▶ [Exercise passage]
--------------------

NJ Medical Center Makes Digital Big Part Of Its Hospital Rooms Of The Future
November 10, 2022 by Dave Haynes
Health care seems like a particularly attractive and underdeveloped vertical market for digital signage and pro AV products – throttled perhaps by long project timelines, layers of bureaucracy and a pandemic that has kept services providers of all sizes tied up for the last almost three years. But it’s an environment that would benefit greatly from real-time information, and a company called pCare is providing what it calls the hospital room of the future for a facility about to open just across the Hudson from New York City.
Each patient care room in the newly constructed 225-bed, 9-story Hackensack University Medical Center Helena Theurer Pavilion in New Jersey is equipped with a 65” Smart TV running pCare’s Interactive Patient System, including a Digital Whiteboard that displays key patient and provider information, and offers TV entertainment, real-time feedback, and dietary integration for meal ordering. There is also a smart display that shows key patient information at the entrance of their room, tied into digital patient records.
Patients use a bedside tablet to navigate the system, and there is a video conferencing set-up built-in that enables family video visits, consultations with doctors, and language interpretation.

--------------------

▶ [Source material]

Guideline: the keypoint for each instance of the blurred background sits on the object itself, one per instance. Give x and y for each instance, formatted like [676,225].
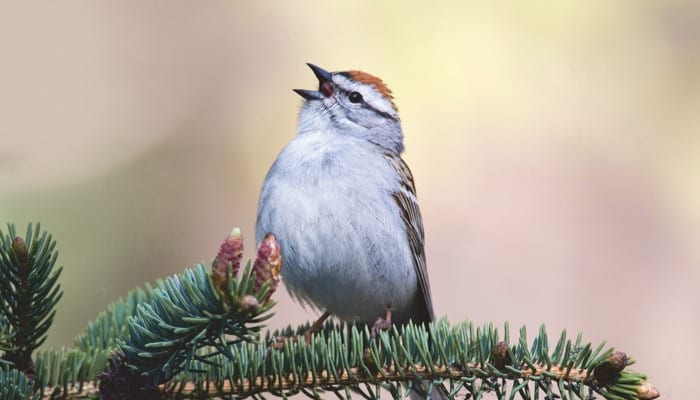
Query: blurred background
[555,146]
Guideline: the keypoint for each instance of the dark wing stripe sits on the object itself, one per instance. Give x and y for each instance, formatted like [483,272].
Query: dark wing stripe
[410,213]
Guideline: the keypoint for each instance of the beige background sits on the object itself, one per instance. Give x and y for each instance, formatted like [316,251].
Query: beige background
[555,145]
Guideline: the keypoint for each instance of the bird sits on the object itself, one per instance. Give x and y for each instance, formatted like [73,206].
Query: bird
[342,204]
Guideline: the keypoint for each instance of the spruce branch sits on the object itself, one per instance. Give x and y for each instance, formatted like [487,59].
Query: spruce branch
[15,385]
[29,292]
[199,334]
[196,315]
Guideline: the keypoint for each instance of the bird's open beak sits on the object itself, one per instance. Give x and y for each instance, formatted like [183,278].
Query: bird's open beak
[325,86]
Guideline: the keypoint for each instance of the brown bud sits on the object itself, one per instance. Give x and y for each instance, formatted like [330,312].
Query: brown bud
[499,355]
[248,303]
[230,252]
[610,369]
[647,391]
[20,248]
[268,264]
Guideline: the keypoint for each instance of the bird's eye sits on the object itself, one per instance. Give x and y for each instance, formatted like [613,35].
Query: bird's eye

--------------------

▶ [Activities]
- 1) Summarize the hospital room article in two sentences.
- 2) Answer these questions about the hospital room article.
(a) How many stories does the Helena Theurer Pavilion have?
(b) What does the Digital Whiteboard display?
(c) What three uses does the built-in video conferencing set-up enable?
Answer from the text alone.

▶ [Numbered responses]
- 1) A company called pCare is supplying what it calls the hospital room of the future for the new 225-bed, 9-story Hackensack University Medical Center Helena Theurer Pavilion in New Jersey. Each patient care room has a 65" Smart TV running pCare's Interactive Patient System, a smart display at the entrance tied into digital patient records, and a bedside tablet for navigating the system, along with built-in video conferencing for family visits, doctor consultations and language interpretation.

- 2)
(a) Nine stories.
(b) Key patient and provider information.
(c) Family video visits, consultations with doctors, and language interpretation.